§ **PROBLEM TO WORK ON**: From the distcc comment thread, copy word for word the passage that begins with the words containing "I'm pretty sure" and ends with "was last updated.".

━━━━━ DOCUMENT EXCERPT ━━━━━

Comments (27)
I am seeing the same problem, but with distcc 3.1.
Original comment by [email protected]
on 18 Feb 2009 at 11:45
from distcc.
The whole process of reading multiple state files that get created and deleted
by the
monitoring programs is hoaky. It is possible that in the process of taking a
snapshot of the entries of the .distcc/state directory, multiple compiles on
the same
host/slot pair get triggered. Note that both the text based and the GUI based
monitor suffer from the same problem, since they use the same underlying
function
dcc_mon_poll.
A quick fix for this is to ignore multiple compiles on the same host/slot pair,
for
which I have attached a patch below. This is not an ideal solution, but should
do
the job.
Original comment by [email protected]
on 26 Aug 2009 at 3:58
Attachments:
from distcc.
I'm pretty sure that I have found that actual cause of the bug. Will upload a
patch as soon as I solve a few issues in it.
Original comment by [email protected]
on 20 Jun 2010 at 2:45
from distcc.
OK. So, the bug appears to be in the client, in the handling of the my_state
variable. Since 3.0 introduced the possibility of a file being partly
processed locally and remotely, but the state information was all being stored
in my_state, resulting in mixed up data. So the lock files are created
correctly, but the state files are not.
This fix simply creates a second state variable, differentiating between local
and remote, and stores state data in the appropriate one. When
dcc_write_state() is called, it uses whichever state variables was last updated.
It works for me, so I would love to hear if it works for you! Cheers.
PS. This is the first time that I have looked at the distcc codebase, so the
usual disclaimers of naivety apply: I may have inadvertently created a
monstrous new bug!
Original comment by [email protected]
on 21 Jun 2010 at 3:28
Attachments:
from distcc.

━━━━━ INFORMATION PROVIDED ━━━━━

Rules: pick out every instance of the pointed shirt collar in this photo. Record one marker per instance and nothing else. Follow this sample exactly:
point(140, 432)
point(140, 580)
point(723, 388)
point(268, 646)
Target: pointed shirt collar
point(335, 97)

━━━━━

§ **FINISHED ANSWER**:
I'm pretty sure that I have found that actual cause of the bug. Will upload a
patch as soon as I solve a few issues in it.
Original comment by [email protected]
on 20 Jun 2010 at 2:45
from distcc.
OK. So, the bug appears to be in the client, in the handling of the my_state
variable. Since 3.0 introduced the possibility of a file being partly
processed locally and remotely, but the state information was all being stored
in my_state, resulting in mixed up data. So the lock files are created
correctly, but the state files are not.
This fix simply creates a second state variable, differentiating between local
and remote, and stores state data in the appropriate one. When
dcc_write_state() is called, it uses whichever state variables was last updated.